Material for this exercise Start Marker
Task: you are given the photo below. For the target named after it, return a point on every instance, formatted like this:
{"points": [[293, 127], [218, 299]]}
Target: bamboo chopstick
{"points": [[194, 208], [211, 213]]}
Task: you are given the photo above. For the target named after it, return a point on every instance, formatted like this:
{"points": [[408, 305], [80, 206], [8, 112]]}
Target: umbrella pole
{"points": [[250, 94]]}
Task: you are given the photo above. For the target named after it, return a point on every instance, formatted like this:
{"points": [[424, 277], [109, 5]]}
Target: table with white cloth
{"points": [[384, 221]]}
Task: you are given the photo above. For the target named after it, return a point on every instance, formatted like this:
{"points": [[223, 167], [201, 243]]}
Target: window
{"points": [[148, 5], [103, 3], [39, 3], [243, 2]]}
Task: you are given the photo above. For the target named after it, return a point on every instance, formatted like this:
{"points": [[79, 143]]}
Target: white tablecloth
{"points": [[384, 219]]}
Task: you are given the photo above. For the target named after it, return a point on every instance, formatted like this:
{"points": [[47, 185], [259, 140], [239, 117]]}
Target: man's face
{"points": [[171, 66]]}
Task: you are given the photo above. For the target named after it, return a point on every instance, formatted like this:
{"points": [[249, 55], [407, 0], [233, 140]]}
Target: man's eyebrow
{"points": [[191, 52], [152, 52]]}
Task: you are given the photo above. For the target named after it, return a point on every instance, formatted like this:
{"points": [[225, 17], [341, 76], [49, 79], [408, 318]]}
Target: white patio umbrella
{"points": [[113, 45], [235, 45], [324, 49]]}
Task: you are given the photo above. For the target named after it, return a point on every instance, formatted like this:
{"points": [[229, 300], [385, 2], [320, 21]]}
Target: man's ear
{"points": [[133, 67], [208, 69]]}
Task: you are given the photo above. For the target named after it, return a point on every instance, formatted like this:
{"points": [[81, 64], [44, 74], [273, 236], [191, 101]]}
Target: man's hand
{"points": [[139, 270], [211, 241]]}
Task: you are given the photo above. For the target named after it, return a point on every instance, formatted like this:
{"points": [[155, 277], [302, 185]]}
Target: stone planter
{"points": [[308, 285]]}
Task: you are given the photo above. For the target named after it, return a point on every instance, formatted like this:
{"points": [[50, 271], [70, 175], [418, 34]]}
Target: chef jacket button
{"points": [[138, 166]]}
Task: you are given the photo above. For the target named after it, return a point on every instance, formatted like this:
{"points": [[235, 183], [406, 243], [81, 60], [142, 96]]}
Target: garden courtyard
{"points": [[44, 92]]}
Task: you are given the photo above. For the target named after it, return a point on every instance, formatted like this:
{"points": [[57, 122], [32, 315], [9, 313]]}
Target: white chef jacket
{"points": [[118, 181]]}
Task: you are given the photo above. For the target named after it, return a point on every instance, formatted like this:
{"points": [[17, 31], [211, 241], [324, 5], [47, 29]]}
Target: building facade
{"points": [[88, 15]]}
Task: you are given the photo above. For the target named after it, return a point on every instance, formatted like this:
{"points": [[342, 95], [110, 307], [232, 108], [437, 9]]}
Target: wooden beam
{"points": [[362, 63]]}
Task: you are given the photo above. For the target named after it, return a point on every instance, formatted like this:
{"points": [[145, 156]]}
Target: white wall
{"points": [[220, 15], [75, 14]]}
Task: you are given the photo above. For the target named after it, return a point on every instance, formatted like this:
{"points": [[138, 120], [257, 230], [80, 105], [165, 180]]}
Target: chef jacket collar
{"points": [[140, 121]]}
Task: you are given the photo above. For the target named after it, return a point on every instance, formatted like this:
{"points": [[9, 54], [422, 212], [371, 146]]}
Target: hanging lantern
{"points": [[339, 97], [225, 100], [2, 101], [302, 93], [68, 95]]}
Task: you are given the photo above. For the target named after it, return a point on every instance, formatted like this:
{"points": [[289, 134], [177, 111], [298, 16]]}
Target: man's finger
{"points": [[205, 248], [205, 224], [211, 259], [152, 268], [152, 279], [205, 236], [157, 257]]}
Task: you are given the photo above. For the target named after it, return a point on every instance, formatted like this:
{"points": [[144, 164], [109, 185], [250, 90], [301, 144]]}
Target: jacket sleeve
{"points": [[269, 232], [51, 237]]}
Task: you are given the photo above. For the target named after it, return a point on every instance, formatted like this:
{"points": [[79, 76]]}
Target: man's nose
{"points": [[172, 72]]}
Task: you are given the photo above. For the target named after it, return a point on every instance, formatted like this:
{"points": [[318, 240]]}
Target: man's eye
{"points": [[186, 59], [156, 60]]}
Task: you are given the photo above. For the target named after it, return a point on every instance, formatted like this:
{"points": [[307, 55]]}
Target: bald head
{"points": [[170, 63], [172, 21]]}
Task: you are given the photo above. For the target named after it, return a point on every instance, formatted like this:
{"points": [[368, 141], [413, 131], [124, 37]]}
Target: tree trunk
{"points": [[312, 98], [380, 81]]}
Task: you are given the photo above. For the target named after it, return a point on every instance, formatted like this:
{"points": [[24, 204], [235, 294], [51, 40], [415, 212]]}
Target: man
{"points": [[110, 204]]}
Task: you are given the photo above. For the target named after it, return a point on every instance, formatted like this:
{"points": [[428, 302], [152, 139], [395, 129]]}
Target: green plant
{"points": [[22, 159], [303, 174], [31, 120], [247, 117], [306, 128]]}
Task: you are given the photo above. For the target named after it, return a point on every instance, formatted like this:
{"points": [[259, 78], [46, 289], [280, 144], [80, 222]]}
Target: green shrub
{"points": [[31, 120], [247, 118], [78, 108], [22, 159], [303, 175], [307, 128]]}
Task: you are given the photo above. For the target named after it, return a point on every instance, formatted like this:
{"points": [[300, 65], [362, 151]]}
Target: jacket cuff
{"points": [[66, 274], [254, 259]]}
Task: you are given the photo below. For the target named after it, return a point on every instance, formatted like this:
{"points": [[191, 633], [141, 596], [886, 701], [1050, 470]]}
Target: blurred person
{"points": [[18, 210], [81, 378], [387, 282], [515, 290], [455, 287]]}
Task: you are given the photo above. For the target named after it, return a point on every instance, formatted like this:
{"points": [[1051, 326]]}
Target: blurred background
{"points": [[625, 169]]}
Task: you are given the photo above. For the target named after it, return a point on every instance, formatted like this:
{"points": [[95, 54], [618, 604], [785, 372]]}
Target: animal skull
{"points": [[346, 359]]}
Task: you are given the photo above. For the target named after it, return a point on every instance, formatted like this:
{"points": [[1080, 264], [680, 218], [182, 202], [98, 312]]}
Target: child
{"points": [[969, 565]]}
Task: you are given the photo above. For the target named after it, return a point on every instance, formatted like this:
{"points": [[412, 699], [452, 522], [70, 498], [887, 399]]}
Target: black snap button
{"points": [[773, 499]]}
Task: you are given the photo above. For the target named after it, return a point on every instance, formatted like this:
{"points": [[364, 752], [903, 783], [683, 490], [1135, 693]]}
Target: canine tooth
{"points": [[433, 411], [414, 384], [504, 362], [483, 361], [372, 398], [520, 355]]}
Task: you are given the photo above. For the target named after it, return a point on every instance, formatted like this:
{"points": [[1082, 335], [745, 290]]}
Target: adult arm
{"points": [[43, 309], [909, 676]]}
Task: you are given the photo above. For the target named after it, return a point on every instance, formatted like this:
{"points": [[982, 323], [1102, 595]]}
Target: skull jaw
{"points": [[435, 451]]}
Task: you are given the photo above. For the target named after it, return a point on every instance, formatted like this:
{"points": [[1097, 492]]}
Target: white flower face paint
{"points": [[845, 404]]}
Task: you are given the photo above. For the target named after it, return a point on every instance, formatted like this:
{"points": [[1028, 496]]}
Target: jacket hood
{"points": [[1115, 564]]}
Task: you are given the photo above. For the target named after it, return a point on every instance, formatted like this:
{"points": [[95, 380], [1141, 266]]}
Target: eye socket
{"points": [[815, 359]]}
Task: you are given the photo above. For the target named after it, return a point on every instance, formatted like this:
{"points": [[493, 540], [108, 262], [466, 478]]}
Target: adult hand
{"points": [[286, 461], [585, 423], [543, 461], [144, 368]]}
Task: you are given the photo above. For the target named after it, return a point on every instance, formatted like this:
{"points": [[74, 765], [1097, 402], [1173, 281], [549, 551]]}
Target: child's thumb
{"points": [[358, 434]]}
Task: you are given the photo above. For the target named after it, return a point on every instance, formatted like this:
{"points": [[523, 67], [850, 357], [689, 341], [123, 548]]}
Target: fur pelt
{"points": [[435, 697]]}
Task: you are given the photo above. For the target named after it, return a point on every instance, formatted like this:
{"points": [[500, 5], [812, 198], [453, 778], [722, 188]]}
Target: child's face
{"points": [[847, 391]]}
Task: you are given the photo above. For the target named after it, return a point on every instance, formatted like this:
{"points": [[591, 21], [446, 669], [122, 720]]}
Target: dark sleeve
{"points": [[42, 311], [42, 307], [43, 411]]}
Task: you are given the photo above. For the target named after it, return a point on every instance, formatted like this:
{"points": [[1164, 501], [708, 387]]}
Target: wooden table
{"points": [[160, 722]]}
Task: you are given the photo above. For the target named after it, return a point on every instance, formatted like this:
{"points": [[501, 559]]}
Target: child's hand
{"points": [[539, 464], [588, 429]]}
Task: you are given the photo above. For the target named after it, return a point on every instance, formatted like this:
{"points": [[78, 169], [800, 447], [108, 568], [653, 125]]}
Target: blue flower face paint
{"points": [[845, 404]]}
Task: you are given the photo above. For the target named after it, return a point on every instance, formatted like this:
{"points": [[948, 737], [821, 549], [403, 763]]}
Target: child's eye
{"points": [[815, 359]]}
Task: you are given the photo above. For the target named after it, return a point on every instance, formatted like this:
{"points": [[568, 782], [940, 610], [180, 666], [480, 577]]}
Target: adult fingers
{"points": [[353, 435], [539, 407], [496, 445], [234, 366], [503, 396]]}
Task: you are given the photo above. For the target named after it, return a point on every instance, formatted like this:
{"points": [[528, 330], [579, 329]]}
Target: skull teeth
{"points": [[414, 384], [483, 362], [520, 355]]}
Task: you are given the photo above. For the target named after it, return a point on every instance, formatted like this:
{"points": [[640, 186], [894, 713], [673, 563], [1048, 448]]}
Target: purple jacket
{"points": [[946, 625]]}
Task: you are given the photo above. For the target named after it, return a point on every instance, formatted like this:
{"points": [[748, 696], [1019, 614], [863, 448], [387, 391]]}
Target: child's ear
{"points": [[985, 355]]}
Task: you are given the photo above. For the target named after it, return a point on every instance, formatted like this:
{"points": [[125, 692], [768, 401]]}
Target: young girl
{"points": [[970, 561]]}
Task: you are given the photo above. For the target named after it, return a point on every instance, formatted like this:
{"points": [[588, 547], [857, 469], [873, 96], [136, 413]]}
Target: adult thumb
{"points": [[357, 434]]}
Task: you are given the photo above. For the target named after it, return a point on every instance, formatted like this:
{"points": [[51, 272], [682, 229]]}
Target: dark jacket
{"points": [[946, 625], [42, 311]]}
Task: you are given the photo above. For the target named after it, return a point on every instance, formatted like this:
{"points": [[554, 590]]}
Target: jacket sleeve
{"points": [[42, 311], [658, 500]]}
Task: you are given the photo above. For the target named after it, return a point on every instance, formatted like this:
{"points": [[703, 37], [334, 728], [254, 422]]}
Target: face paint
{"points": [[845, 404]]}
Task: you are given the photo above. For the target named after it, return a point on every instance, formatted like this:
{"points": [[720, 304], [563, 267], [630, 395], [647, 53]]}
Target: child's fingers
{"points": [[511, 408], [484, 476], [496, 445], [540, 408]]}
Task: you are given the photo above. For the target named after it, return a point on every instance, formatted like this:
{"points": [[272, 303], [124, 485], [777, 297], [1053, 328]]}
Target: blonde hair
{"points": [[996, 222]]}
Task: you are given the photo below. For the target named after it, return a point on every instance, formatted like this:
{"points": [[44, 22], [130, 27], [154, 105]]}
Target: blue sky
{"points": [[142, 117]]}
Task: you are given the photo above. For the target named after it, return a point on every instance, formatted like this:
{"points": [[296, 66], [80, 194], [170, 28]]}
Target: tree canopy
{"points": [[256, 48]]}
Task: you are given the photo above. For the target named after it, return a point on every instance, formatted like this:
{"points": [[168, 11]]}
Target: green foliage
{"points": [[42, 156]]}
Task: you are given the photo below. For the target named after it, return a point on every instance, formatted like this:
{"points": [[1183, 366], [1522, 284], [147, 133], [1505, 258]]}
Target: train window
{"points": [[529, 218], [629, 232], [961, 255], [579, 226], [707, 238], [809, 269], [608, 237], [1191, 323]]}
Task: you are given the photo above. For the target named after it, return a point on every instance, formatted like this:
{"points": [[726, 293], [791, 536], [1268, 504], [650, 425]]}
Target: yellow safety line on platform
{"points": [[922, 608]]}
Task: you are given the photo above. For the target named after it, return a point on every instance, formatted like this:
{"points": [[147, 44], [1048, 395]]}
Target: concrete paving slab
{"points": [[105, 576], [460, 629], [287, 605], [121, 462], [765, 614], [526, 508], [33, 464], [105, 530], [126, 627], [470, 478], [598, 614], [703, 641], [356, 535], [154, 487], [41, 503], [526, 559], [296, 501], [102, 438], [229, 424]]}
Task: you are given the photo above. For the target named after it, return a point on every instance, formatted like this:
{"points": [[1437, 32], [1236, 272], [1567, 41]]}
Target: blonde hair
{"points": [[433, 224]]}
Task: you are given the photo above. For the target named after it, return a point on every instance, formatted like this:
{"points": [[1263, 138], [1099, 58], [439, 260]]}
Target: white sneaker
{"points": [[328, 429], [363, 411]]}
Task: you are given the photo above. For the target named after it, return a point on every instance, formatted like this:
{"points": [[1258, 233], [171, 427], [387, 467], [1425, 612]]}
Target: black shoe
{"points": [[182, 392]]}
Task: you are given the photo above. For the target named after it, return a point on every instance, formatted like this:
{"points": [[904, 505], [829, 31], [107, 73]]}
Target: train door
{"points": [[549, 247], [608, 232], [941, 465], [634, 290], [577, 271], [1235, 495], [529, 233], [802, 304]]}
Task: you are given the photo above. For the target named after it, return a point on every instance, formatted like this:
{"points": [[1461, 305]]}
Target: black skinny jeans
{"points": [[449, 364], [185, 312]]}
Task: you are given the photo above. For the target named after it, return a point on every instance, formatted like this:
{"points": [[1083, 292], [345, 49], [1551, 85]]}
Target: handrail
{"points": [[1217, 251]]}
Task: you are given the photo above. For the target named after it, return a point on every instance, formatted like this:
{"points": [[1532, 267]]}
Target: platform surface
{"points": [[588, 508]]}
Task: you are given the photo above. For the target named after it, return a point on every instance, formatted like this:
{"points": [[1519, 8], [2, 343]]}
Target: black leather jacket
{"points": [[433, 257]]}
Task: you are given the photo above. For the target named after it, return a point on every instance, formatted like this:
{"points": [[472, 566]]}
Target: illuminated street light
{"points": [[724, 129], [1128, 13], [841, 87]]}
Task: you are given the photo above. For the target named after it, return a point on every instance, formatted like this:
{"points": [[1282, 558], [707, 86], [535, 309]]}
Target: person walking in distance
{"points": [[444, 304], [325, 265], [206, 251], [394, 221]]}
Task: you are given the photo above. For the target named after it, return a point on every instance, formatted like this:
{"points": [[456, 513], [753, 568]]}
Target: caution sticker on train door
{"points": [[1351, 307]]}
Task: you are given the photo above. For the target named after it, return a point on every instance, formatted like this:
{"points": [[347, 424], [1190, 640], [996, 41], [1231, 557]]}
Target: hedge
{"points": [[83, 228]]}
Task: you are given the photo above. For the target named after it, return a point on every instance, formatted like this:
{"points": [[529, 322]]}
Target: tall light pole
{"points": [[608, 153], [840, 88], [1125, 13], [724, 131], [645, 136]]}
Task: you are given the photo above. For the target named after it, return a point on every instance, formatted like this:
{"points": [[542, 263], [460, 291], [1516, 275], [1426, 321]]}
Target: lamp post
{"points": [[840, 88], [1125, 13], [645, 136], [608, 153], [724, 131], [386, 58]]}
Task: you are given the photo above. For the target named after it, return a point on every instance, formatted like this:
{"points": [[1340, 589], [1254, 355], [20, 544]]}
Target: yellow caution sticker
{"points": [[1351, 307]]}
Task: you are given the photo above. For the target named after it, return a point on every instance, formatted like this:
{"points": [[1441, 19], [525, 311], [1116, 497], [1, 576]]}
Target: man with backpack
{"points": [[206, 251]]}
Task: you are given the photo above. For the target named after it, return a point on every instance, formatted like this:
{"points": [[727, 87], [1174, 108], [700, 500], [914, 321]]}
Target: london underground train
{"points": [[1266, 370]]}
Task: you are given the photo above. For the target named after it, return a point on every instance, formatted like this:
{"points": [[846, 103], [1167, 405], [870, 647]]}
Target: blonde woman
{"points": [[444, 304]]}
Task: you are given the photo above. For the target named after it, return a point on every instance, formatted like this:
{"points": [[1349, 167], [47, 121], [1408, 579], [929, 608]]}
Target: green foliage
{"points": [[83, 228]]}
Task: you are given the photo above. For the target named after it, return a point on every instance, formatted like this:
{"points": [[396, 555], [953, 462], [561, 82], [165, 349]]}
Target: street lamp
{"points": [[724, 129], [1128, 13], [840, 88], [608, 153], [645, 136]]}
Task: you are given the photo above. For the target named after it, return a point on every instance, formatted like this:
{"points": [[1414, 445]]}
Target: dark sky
Material for this exercise End Marker
-- The task --
The answer must consist of the lines from the one with "Target: blonde woman" through the final line of the entries above, exactly as they are, and nothing else.

-- Solution to the exercise --
Target: blonde woman
{"points": [[444, 304]]}
Task: you are given the photo above. For the target named after it, return a point on every instance, formatted like this:
{"points": [[1349, 167], [47, 121], [1408, 579], [929, 608]]}
Target: green foliage
{"points": [[83, 228]]}
Task: you are given the photo above. For the target named after it, return a point on every instance, formatted like this:
{"points": [[396, 555], [953, 462], [561, 82], [165, 349]]}
Target: street lamp
{"points": [[724, 129], [1128, 13], [840, 88], [608, 153], [645, 136]]}
Task: you are given the photo above. For the target named after it, return a point on every instance, formatted like this:
{"points": [[1414, 445]]}
Target: dark sky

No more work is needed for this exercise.